- WHAT YOU SHOULD DO: Locate every line in the rows below that contains the word "white", and copy each one out in full. Case counts.

- RAW DATA:
■ ■ ■ ■

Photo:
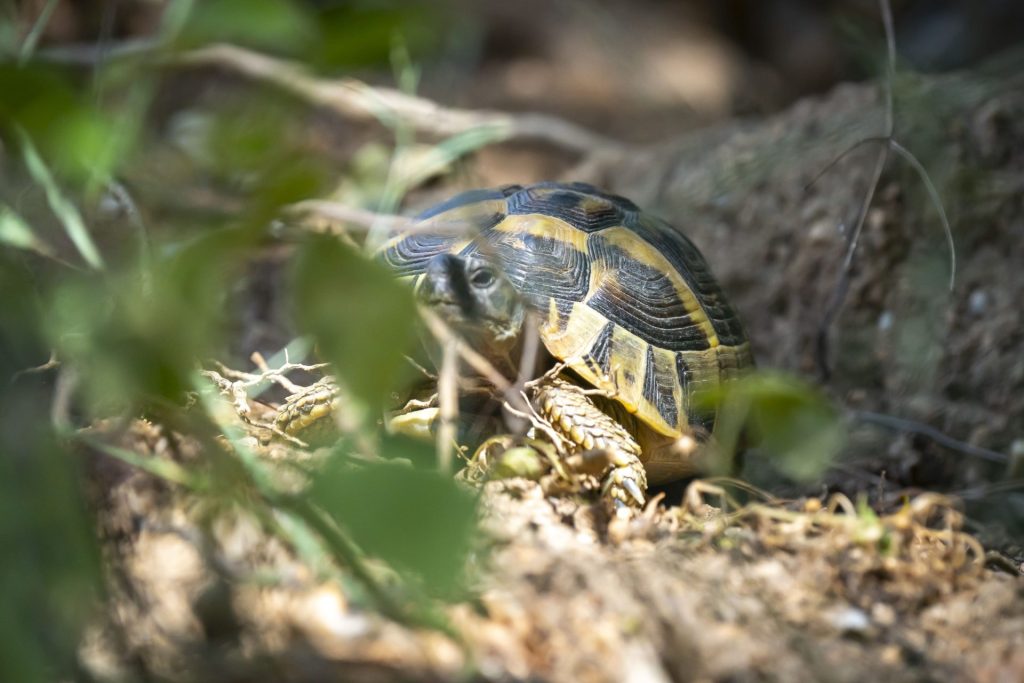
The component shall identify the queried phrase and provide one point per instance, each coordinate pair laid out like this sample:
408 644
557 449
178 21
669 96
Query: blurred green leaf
363 34
788 419
361 318
14 231
49 572
418 520
135 337
271 25
32 39
60 205
79 141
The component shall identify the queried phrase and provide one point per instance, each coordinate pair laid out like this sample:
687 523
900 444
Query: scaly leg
574 416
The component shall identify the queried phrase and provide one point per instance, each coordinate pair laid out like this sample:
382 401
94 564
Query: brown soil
788 592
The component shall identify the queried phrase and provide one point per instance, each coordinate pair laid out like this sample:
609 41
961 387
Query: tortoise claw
633 489
621 484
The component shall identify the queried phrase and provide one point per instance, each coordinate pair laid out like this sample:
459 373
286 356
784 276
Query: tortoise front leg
573 416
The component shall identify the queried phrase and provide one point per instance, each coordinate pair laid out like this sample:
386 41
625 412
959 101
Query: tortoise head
472 296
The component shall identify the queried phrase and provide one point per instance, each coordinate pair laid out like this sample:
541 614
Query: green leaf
417 520
14 231
361 317
135 337
273 25
60 205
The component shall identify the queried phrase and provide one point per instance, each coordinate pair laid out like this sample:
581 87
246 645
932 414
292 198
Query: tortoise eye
482 278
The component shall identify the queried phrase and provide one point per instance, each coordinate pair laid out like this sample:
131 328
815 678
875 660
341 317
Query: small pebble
852 620
977 302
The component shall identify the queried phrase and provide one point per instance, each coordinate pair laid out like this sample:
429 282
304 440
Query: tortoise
626 305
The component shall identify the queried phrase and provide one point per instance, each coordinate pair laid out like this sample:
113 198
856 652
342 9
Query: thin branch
913 427
360 101
843 285
444 334
448 399
933 194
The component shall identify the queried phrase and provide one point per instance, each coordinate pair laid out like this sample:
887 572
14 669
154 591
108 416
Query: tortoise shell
625 299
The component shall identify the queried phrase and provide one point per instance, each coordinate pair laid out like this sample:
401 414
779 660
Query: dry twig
357 100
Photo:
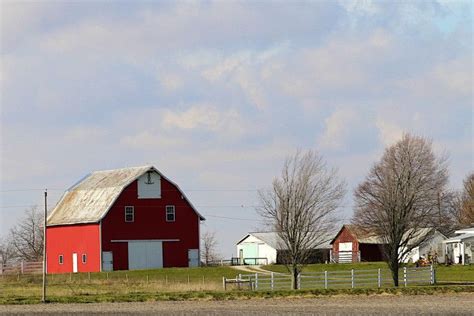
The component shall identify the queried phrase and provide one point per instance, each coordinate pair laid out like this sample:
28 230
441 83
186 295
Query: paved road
447 304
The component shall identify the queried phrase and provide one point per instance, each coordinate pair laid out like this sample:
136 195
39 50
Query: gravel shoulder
439 304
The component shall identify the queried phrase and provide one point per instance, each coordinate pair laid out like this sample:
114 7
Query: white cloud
389 132
149 140
339 126
204 117
170 82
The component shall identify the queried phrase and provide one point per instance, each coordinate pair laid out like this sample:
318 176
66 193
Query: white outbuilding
431 247
266 248
460 248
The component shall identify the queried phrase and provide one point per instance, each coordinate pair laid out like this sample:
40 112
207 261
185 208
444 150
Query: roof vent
148 180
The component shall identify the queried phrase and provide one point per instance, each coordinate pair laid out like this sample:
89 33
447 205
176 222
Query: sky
215 94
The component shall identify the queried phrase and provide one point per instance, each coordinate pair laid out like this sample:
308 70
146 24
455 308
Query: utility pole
44 244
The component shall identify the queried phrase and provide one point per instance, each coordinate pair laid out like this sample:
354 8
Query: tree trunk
295 278
394 266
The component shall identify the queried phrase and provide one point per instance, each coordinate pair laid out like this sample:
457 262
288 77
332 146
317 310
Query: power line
234 218
163 190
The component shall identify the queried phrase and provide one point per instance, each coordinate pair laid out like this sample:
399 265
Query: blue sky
215 94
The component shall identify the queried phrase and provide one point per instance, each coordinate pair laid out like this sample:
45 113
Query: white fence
374 278
22 267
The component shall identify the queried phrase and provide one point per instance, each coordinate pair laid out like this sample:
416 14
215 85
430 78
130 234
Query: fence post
325 279
271 280
432 275
405 281
379 278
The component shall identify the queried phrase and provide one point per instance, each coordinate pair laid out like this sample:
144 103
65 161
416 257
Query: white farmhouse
460 248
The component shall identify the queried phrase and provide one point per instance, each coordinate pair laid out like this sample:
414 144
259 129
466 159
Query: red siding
66 240
368 252
150 223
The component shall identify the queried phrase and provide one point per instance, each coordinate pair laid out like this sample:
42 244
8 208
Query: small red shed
354 244
123 219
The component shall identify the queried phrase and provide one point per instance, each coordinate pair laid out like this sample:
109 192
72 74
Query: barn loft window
129 214
170 213
148 178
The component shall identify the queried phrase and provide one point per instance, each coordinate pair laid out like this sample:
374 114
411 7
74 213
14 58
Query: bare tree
399 196
467 201
209 247
301 206
27 235
447 216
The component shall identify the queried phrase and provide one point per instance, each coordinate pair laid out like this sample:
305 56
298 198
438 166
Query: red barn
123 219
353 244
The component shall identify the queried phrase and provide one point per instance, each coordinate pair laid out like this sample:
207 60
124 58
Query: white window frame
173 211
133 213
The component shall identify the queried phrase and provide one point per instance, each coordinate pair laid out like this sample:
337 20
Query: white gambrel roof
460 238
90 199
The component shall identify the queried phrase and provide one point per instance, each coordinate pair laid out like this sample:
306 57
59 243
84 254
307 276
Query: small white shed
433 246
264 248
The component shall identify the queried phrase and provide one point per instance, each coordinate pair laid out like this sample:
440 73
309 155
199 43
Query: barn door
345 252
145 255
193 258
107 261
74 262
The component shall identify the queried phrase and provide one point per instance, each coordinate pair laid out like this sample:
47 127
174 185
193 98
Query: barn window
170 213
129 214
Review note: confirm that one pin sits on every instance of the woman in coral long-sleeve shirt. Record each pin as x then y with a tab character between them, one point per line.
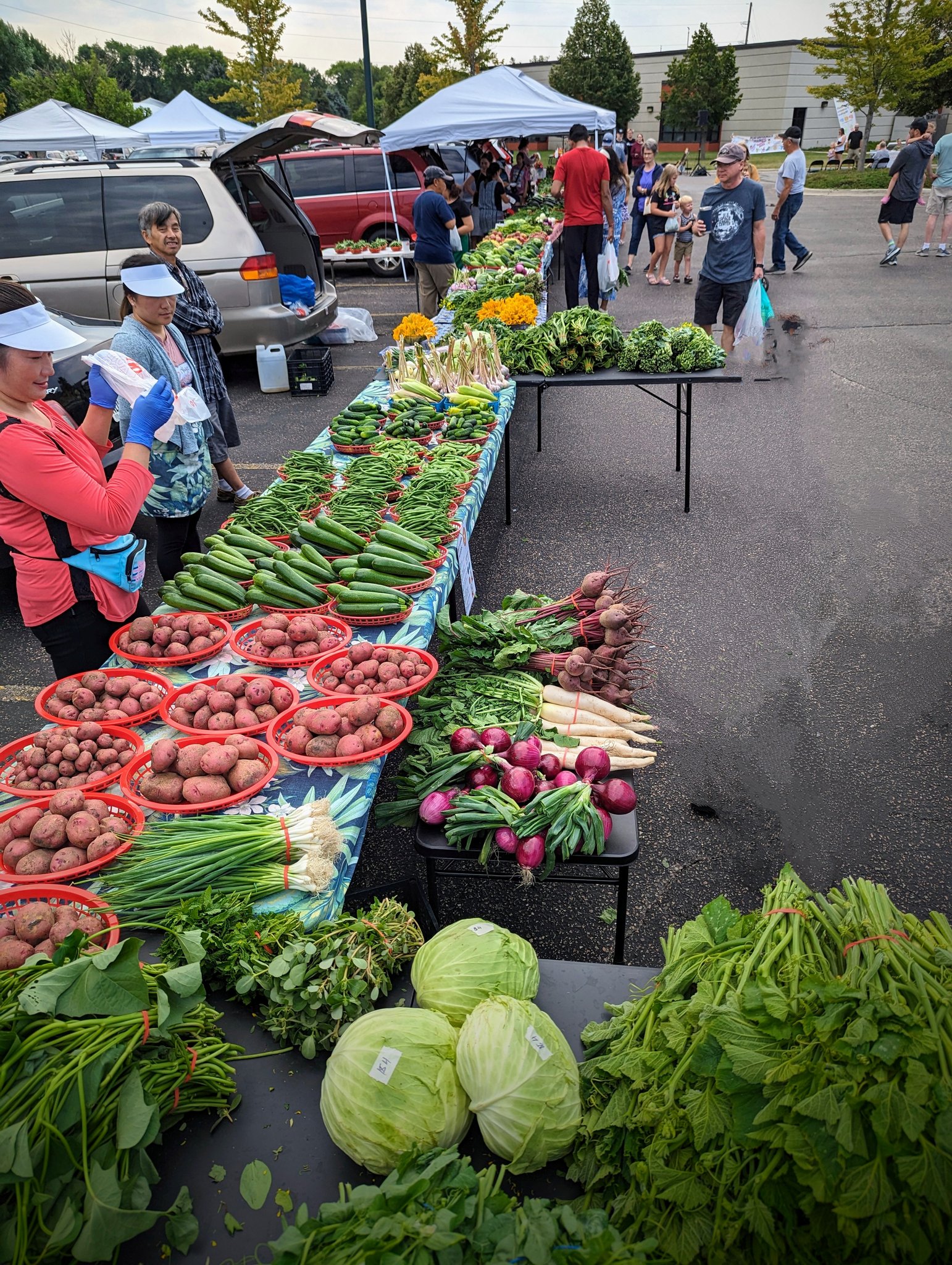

■ ■ ■ ■

- THE RESPONSE:
Query: white cloud
Query: white outbuilding
Query: white fence
Query: white farmhouse
Query: white window frame
Query: white gambrel roof
Query: small white shed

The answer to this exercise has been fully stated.